▶ **Description of the task**
Begin at the line below that has "In this photo, where can the window trim" and stop after the line that has "Target: black wooden headboard". Please restate only those lines, word for word.

Data excerpts
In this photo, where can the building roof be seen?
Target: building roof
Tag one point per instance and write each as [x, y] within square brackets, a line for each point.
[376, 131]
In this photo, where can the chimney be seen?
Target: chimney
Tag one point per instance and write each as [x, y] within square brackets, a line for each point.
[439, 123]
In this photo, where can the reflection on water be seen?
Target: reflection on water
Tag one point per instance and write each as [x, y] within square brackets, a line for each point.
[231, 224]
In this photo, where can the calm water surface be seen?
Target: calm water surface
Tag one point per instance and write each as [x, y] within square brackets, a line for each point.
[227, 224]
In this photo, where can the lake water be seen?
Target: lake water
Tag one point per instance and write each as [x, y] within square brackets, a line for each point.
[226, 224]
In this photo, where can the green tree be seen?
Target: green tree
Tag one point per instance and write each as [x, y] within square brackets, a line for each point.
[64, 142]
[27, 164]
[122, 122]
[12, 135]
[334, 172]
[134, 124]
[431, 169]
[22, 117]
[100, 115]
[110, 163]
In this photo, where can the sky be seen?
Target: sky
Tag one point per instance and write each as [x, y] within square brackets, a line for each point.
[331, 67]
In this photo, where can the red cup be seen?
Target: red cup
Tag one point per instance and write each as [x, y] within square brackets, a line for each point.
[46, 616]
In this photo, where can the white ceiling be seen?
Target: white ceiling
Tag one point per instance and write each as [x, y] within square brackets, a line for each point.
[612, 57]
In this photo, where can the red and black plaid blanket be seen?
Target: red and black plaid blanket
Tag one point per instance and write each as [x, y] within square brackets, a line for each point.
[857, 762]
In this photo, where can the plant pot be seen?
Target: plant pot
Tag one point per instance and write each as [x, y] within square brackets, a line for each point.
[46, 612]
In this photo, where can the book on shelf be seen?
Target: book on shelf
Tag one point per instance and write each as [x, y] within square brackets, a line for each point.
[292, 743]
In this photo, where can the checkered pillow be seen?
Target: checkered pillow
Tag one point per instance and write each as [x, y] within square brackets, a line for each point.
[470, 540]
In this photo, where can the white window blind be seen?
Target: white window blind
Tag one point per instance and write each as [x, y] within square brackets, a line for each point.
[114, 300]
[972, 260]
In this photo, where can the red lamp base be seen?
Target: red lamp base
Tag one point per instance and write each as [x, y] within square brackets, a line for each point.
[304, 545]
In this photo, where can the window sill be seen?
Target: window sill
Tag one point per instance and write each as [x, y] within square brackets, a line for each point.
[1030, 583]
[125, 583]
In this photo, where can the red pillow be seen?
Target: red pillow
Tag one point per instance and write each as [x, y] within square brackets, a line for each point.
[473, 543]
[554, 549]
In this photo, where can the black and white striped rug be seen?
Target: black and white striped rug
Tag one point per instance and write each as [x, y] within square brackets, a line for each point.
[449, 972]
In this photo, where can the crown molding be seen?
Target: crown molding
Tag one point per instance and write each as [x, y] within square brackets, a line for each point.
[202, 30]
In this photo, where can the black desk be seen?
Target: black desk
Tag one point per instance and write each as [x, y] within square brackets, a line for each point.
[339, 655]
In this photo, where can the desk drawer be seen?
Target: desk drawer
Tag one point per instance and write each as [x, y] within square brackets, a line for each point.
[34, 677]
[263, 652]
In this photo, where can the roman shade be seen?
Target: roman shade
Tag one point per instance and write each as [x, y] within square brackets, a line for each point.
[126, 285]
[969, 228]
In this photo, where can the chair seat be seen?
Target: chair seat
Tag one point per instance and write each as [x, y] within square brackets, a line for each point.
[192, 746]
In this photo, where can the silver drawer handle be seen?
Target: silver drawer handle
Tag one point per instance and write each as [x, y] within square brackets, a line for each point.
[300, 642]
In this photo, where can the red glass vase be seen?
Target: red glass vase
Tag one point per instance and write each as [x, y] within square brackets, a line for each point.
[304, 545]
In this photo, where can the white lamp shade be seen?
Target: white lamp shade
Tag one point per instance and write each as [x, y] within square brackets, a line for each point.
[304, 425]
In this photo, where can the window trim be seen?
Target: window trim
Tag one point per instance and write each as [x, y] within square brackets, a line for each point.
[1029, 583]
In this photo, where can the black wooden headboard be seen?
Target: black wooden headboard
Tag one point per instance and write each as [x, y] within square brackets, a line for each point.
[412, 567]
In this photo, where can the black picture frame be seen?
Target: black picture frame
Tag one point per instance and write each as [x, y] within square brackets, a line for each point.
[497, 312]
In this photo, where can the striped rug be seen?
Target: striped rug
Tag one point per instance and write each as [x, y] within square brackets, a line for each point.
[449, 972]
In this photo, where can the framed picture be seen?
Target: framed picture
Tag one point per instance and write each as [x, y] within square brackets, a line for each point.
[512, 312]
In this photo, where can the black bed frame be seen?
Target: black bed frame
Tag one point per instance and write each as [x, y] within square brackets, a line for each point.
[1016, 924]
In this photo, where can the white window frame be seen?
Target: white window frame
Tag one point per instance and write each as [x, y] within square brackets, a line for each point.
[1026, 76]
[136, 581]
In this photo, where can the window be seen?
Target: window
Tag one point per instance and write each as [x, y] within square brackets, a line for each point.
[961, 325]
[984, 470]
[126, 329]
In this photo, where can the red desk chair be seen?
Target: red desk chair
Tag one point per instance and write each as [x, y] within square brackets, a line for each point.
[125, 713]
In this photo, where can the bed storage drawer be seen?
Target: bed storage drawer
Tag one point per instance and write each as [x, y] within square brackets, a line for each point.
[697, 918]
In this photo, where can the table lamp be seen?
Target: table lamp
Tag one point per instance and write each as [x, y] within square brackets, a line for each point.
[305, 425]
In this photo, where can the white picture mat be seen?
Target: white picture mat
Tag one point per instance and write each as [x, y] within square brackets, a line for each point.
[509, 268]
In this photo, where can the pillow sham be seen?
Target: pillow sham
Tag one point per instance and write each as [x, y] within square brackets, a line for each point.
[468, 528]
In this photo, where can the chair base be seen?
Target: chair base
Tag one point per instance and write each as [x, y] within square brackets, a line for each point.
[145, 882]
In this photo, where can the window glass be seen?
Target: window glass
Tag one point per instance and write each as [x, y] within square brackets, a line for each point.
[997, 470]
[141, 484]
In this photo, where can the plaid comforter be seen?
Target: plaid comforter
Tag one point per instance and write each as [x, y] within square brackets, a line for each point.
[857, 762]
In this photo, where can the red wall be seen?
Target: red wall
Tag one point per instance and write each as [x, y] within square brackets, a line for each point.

▶ **Solution for this problem**
In this photo, where can the window trim be seen?
Target: window trim
Tag one point per instance and write each as [x, y] within square brackets, a line for each point.
[1029, 583]
In this photo, where can the black wooden headboard be seen?
Target: black wooden headboard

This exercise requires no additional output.